Suffragists had to be strong: They were considered outrageous and dangerous not only because they demanded equal rights as citizens, but also because they were challenging society’s attitudes toward women and girls. They were ridiculed and bullied, criticized as “unladylike” and ugly, denounced as radicals and misfits, and called unpatriotic—even traitors. Though they called themselves suffragists, the press called them “suffragettes” to make fun of them. They were pelted with rotten eggs and spoiled vegetables; attacked by mobs of angry men and boys; and imprisoned in dirty, rat-infested cells, where they were tortured and assaulted.
To get their message across, suffragists used many creative strategies: They spoke on street corners and from the backs of wagons and cars; they held outdoor rallies and colorful parades; they protested—by marching in the streets of cities, even picketing the White House and Congress; and they went on hunger strikes (and were force-fed raw eggs, with tubes rammed up their noses in response).
Suffragists also engaged in civil disobedience, breaking what they considered unjust laws. Susan B. Anthony, Sojourner Truth—a black abolitionist and suffragist who had escaped slavery—and 200 other women attempted to vote in the 1872 presidential election. Anthony was arrested, tried, and convicted of illegal voting, but she refused to pay the fine set by the judge.
“It is a downright mockery,” Anthony proclaimed during her trial, “to talk to women of their enjoyment of the blessings of liberty while they are denied the use of the only means of securing them provided by this democratic-republican government—the ballot.”

■ **Problem**
Reproduce the passage on the suffragists word for word, starting at "To get their" and ending at "noses in response).". The material that comes next has no connection to the passage on the suffragists.

■ **Recorded data**
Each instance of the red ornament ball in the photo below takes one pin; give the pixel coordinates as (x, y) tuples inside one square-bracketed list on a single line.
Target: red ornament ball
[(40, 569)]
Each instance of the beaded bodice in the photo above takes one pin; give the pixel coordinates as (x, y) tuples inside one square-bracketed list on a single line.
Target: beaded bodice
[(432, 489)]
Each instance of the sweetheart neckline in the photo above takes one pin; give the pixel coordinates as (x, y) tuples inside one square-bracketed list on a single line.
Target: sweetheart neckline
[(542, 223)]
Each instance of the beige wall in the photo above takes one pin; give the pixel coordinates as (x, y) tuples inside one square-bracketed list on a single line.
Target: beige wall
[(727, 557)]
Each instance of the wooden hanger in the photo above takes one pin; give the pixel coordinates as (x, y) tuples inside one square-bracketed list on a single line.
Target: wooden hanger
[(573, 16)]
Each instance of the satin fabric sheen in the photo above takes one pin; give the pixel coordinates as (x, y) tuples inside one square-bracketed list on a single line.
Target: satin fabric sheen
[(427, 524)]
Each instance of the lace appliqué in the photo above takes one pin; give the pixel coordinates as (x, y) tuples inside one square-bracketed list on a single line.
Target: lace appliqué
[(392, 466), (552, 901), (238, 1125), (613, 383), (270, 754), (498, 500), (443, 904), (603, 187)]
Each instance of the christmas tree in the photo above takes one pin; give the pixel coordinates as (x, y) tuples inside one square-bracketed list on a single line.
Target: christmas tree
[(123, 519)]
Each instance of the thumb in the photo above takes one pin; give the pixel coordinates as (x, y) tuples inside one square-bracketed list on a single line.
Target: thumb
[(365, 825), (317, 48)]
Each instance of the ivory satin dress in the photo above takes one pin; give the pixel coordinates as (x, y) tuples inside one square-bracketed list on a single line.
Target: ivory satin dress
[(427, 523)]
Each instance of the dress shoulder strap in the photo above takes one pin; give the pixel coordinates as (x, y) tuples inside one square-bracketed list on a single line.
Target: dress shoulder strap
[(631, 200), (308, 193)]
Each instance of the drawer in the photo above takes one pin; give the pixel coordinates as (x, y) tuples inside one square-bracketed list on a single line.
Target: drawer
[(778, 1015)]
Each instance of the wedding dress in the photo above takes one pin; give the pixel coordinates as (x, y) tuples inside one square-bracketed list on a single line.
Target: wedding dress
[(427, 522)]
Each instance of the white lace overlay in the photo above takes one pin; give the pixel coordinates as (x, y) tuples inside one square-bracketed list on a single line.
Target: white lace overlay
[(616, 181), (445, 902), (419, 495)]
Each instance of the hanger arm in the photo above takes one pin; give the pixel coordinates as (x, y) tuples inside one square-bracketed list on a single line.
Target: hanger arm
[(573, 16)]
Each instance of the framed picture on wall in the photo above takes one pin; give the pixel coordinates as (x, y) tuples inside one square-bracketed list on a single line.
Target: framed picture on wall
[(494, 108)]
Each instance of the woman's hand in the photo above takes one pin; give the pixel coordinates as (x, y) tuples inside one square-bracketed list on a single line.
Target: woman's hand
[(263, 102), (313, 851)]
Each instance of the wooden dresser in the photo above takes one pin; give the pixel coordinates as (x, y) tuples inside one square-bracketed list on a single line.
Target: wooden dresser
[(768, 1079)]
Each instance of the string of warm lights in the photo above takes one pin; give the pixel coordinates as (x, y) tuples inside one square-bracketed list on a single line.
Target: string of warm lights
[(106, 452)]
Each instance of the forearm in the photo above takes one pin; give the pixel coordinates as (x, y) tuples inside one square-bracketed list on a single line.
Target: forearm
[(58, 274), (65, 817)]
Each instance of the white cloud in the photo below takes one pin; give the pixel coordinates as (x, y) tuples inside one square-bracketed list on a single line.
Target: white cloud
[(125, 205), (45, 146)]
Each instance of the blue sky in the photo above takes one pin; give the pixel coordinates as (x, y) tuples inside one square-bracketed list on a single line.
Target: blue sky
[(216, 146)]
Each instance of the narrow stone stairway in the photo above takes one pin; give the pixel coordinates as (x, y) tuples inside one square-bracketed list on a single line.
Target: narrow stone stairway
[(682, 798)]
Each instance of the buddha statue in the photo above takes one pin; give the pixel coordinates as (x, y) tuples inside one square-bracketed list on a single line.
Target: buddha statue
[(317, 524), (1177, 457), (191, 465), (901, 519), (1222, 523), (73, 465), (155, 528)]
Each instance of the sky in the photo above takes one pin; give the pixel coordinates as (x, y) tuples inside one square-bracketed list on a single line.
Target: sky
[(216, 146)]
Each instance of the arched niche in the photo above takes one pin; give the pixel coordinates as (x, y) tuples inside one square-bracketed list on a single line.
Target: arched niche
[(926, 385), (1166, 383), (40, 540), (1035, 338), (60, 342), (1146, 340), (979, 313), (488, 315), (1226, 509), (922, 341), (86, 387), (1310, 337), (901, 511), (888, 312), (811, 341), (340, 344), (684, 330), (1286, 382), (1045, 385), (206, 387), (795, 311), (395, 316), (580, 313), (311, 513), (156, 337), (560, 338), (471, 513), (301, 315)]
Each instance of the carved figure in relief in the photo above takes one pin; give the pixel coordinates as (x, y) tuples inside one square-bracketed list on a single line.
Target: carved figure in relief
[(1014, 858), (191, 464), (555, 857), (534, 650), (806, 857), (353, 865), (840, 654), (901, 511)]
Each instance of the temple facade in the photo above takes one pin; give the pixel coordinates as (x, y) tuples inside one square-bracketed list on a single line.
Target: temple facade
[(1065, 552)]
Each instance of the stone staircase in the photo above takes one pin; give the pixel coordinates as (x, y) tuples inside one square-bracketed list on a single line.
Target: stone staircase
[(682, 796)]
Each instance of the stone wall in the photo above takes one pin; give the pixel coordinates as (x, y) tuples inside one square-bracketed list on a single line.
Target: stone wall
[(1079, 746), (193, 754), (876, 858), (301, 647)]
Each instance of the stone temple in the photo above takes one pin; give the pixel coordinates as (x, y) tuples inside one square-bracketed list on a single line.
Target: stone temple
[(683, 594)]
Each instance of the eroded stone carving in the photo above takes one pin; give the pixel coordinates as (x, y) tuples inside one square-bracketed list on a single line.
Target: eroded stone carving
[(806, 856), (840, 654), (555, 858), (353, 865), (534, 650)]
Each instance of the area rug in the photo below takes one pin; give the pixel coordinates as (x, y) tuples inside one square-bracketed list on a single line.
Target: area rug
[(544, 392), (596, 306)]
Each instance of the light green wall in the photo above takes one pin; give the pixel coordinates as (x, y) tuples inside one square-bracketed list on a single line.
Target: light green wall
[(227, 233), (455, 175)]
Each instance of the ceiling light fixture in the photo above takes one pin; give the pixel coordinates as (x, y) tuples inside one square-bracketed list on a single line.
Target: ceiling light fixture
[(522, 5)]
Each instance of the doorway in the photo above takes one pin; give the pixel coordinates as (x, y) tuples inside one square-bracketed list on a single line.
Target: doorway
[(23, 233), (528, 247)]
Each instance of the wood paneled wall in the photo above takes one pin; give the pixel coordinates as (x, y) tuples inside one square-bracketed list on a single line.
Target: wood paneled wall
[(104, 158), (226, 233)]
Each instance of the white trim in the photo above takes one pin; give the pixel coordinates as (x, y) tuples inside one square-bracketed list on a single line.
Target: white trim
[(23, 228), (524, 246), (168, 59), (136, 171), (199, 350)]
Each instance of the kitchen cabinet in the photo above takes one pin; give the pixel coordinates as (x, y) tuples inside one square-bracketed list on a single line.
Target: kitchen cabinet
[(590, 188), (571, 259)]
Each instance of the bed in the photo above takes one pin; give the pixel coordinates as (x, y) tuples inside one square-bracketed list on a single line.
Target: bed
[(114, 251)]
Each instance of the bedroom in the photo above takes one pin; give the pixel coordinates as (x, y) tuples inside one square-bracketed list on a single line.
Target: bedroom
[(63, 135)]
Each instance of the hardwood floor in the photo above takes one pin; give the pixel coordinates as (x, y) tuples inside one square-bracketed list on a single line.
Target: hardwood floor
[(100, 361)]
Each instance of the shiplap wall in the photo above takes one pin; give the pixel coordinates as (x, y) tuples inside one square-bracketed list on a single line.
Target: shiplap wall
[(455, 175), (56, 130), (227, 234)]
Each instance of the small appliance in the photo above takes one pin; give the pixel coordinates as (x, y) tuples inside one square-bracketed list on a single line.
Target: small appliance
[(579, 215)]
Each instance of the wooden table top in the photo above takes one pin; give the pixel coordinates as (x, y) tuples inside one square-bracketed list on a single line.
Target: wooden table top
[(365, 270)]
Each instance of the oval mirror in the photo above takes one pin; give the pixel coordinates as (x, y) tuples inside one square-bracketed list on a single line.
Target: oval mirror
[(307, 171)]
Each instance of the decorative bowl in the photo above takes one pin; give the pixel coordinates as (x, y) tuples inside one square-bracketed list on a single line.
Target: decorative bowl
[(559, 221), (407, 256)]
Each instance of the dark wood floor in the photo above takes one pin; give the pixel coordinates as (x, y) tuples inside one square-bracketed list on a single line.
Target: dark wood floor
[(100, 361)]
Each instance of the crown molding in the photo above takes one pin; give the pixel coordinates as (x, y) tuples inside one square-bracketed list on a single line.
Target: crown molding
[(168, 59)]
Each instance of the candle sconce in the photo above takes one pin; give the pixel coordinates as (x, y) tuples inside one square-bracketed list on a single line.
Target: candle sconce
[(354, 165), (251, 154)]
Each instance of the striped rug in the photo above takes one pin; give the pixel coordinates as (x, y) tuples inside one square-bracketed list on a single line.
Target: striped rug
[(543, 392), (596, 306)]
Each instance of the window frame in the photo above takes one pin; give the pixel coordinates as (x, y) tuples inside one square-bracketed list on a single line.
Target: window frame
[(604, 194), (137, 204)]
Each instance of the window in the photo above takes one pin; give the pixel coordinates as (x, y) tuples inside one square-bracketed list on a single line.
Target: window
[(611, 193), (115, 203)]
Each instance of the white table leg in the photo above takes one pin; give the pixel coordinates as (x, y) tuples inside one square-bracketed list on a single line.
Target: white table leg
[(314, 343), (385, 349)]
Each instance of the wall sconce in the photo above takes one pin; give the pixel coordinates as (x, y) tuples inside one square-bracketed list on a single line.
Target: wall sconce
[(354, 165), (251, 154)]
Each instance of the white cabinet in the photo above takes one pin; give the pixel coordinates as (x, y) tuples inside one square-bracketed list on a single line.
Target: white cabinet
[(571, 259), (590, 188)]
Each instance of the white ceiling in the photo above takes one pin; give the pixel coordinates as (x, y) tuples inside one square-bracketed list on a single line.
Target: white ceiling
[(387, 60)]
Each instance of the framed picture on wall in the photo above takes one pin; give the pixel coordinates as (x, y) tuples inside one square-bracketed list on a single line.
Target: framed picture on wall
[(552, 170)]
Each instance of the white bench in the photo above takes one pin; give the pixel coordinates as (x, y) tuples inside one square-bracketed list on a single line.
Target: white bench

■ **Written answer**
To get their message across, suffragists used many creative strategies: They spoke on street corners and from the backs of wagons and cars; they held outdoor rallies and colorful parades; they protested—by marching in the streets of cities, even picketing the White House and Congress; and they went on hunger strikes (and were force-fed raw eggs, with tubes rammed up their noses in response).